Set exercise: Convert every line of the records below into a JSON list of strings, one string per line, leaving out blank lines.

----

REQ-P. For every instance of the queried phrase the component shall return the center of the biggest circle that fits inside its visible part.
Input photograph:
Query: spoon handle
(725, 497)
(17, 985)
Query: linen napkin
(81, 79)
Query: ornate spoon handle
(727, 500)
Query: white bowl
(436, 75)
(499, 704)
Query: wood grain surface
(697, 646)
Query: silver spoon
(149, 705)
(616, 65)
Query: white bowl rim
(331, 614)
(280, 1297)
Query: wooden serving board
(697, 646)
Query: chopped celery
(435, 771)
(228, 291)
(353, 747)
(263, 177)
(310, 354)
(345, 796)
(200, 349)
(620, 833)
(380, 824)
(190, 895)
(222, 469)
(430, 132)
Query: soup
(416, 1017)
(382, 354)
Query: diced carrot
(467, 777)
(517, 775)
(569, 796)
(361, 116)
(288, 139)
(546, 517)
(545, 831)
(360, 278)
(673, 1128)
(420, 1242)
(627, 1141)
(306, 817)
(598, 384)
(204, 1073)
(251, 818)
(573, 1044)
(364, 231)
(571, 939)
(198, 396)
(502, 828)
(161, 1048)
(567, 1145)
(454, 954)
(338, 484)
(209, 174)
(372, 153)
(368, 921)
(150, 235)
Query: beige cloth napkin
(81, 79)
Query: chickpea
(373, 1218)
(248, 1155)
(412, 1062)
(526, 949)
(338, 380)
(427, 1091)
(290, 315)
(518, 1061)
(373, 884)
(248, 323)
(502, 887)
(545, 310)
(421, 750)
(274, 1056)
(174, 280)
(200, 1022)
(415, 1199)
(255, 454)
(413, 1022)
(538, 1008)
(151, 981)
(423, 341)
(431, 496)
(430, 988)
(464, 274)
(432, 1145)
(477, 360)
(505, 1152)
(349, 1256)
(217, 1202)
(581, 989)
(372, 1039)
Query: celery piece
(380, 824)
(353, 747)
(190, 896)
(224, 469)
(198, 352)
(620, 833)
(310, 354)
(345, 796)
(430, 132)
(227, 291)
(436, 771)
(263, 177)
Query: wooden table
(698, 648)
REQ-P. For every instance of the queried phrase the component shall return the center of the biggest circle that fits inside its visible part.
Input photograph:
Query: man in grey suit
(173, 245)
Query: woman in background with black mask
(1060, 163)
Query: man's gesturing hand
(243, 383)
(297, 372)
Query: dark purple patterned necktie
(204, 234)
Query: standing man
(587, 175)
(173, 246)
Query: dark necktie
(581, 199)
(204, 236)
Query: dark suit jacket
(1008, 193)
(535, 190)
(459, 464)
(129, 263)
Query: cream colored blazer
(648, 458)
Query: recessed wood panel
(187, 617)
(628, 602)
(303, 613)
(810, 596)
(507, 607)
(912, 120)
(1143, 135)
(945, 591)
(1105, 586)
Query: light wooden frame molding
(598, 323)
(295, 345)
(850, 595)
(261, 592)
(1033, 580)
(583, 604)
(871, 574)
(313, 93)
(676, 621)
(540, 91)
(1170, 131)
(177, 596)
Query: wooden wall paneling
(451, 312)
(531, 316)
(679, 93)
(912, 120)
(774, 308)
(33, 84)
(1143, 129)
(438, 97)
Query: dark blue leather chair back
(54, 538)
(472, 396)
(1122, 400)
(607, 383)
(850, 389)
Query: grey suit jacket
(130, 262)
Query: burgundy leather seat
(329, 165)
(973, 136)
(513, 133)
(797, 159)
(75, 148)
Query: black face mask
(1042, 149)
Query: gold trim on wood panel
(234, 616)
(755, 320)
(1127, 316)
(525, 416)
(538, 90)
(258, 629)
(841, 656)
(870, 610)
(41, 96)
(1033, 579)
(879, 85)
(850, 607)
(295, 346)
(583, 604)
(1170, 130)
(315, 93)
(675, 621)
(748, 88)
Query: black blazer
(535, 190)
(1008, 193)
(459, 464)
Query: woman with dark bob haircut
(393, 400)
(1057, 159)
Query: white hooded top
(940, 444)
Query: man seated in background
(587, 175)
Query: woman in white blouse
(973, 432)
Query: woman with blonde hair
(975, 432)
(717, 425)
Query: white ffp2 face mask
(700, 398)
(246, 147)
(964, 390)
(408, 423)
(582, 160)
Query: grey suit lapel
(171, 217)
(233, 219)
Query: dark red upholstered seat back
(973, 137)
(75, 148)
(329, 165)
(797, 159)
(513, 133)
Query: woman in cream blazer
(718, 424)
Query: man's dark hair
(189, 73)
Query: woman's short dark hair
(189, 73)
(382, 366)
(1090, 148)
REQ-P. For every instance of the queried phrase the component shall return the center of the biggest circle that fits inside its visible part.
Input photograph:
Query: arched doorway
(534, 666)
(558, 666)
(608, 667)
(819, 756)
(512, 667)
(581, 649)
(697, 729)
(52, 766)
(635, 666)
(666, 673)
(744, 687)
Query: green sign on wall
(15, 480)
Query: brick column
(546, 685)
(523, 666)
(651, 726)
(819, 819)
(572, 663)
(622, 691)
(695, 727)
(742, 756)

----

Written response:
[
  "REQ-P. For every instance of the queried phrase the component shall return the center of the biggest circle that fits inside its visible part.",
  "Input photograph:",
  "Query: spoon handle",
  "(725, 497)",
  "(17, 985)",
  "Query: linen napkin",
  "(81, 79)",
  "Query: ornate spoon handle",
  "(727, 500)",
  "Query: white bowl",
  "(436, 75)",
  "(499, 704)",
  "Query: wood grain surface",
  "(697, 646)",
  "Query: silver spoon",
  "(149, 705)",
  "(616, 65)",
  "Query: white bowl rim",
  "(331, 614)",
  "(280, 1297)",
  "Query: wooden serving board",
  "(697, 646)",
  "Query: chopped celery",
  "(435, 771)",
  "(228, 291)",
  "(353, 747)",
  "(263, 177)",
  "(310, 354)",
  "(345, 796)",
  "(200, 349)",
  "(620, 833)",
  "(380, 824)",
  "(190, 895)",
  "(222, 469)",
  "(430, 132)",
  "Query: soup",
  "(416, 1017)",
  "(382, 354)",
  "Query: diced carrot",
  "(467, 777)",
  "(517, 775)",
  "(569, 796)",
  "(361, 116)",
  "(288, 139)",
  "(546, 517)",
  "(545, 831)",
  "(360, 278)",
  "(673, 1128)",
  "(420, 1242)",
  "(627, 1141)",
  "(306, 817)",
  "(598, 384)",
  "(204, 1073)",
  "(251, 818)",
  "(573, 1044)",
  "(364, 231)",
  "(571, 939)",
  "(198, 396)",
  "(502, 828)",
  "(161, 1048)",
  "(567, 1145)",
  "(454, 954)",
  "(338, 484)",
  "(209, 174)",
  "(372, 153)",
  "(368, 921)",
  "(150, 235)",
  "Query: beige cloth napkin",
  "(81, 79)",
  "Query: chickpea",
  "(373, 1218)",
  "(248, 1155)",
  "(412, 1062)",
  "(526, 949)",
  "(338, 380)",
  "(427, 1091)",
  "(290, 315)",
  "(518, 1061)",
  "(373, 884)",
  "(248, 323)",
  "(502, 887)",
  "(545, 310)",
  "(421, 750)",
  "(274, 1056)",
  "(174, 280)",
  "(200, 1022)",
  "(415, 1199)",
  "(255, 454)",
  "(413, 1022)",
  "(538, 1008)",
  "(151, 981)",
  "(423, 341)",
  "(431, 496)",
  "(430, 988)",
  "(464, 274)",
  "(432, 1145)",
  "(477, 360)",
  "(505, 1152)",
  "(349, 1256)",
  "(217, 1202)",
  "(581, 989)",
  "(372, 1039)",
  "Query: celery piece",
  "(380, 824)",
  "(353, 747)",
  "(190, 896)",
  "(224, 469)",
  "(198, 352)",
  "(620, 833)",
  "(310, 354)",
  "(345, 796)",
  "(430, 132)",
  "(227, 291)",
  "(436, 771)",
  "(263, 177)",
  "Query: wooden table",
  "(698, 648)",
  "REQ-P. For every instance of the queried phrase the component shall return the center of the biggest circle that fits inside its visible part.",
  "Input photograph:",
  "Query: man in grey suit",
  "(173, 245)",
  "Query: woman in background with black mask",
  "(1060, 163)",
  "Query: man's gesturing hand",
  "(243, 383)",
  "(297, 372)",
  "Query: dark purple patterned necktie",
  "(204, 234)",
  "Query: standing man",
  "(587, 175)",
  "(173, 246)",
  "Query: dark necktie",
  "(581, 199)",
  "(204, 236)",
  "Query: dark suit jacket",
  "(1008, 193)",
  "(535, 190)",
  "(459, 464)",
  "(129, 263)",
  "Query: cream colored blazer",
  "(648, 458)",
  "Query: recessed wood panel",
  "(187, 617)",
  "(628, 602)",
  "(303, 613)",
  "(810, 596)",
  "(507, 607)",
  "(912, 120)",
  "(1143, 135)",
  "(945, 591)",
  "(1105, 586)",
  "Query: light wooden frame molding",
  "(598, 323)",
  "(295, 345)",
  "(850, 595)",
  "(261, 592)",
  "(1033, 580)",
  "(583, 604)",
  "(871, 574)",
  "(313, 93)",
  "(676, 621)",
  "(540, 91)",
  "(1170, 131)",
  "(177, 596)",
  "Query: wooden wall paneling",
  "(451, 312)",
  "(531, 316)",
  "(679, 93)",
  "(912, 120)",
  "(774, 308)",
  "(33, 84)",
  "(1143, 129)",
  "(438, 97)",
  "Query: dark blue leather chair back",
  "(54, 538)",
  "(472, 396)",
  "(1122, 400)",
  "(607, 383)",
  "(850, 389)",
  "Query: grey suit jacket",
  "(130, 262)",
  "Query: burgundy leather seat",
  "(329, 165)",
  "(973, 136)",
  "(513, 133)",
  "(797, 159)",
  "(75, 148)",
  "Query: black face mask",
  "(1042, 149)",
  "Query: gold trim on wood panel",
  "(234, 616)",
  "(755, 320)",
  "(1127, 316)",
  "(525, 416)",
  "(538, 90)",
  "(258, 629)",
  "(841, 656)",
  "(870, 610)",
  "(41, 96)",
  "(1033, 579)",
  "(879, 85)",
  "(850, 607)",
  "(295, 346)",
  "(583, 604)",
  "(1170, 130)",
  "(315, 93)",
  "(675, 621)",
  "(748, 88)",
  "Query: black blazer",
  "(535, 190)",
  "(1008, 193)",
  "(459, 464)",
  "Query: woman with dark bob haircut",
  "(393, 400)",
  "(1057, 159)",
  "Query: white hooded top",
  "(940, 444)",
  "Query: man seated in background",
  "(587, 175)",
  "Query: woman in white blouse",
  "(973, 432)",
  "Query: woman with blonde hair",
  "(975, 432)",
  "(717, 425)",
  "Query: white ffp2 face mask",
  "(700, 398)",
  "(246, 147)",
  "(964, 390)",
  "(408, 423)",
  "(582, 160)",
  "Query: grey suit lapel",
  "(171, 217)",
  "(233, 219)",
  "Query: dark red upholstered seat back",
  "(973, 137)",
  "(75, 148)",
  "(329, 165)",
  "(797, 159)",
  "(513, 133)",
  "Query: woman in cream blazer",
  "(718, 424)",
  "Query: man's dark hair",
  "(189, 73)",
  "Query: woman's short dark hair",
  "(189, 73)",
  "(382, 366)",
  "(1090, 148)",
  "REQ-P. For every instance of the queried phrase the component shall return the center of the biggest circle that fits inside its visible part.",
  "Input photograph:",
  "Query: arched doorway",
  "(534, 666)",
  "(558, 666)",
  "(608, 667)",
  "(819, 756)",
  "(512, 667)",
  "(581, 649)",
  "(697, 729)",
  "(52, 766)",
  "(635, 666)",
  "(666, 673)",
  "(744, 687)",
  "Query: green sign on wall",
  "(15, 480)",
  "Query: brick column",
  "(546, 685)",
  "(523, 666)",
  "(651, 726)",
  "(819, 819)",
  "(572, 663)",
  "(622, 691)",
  "(695, 727)",
  "(742, 756)"
]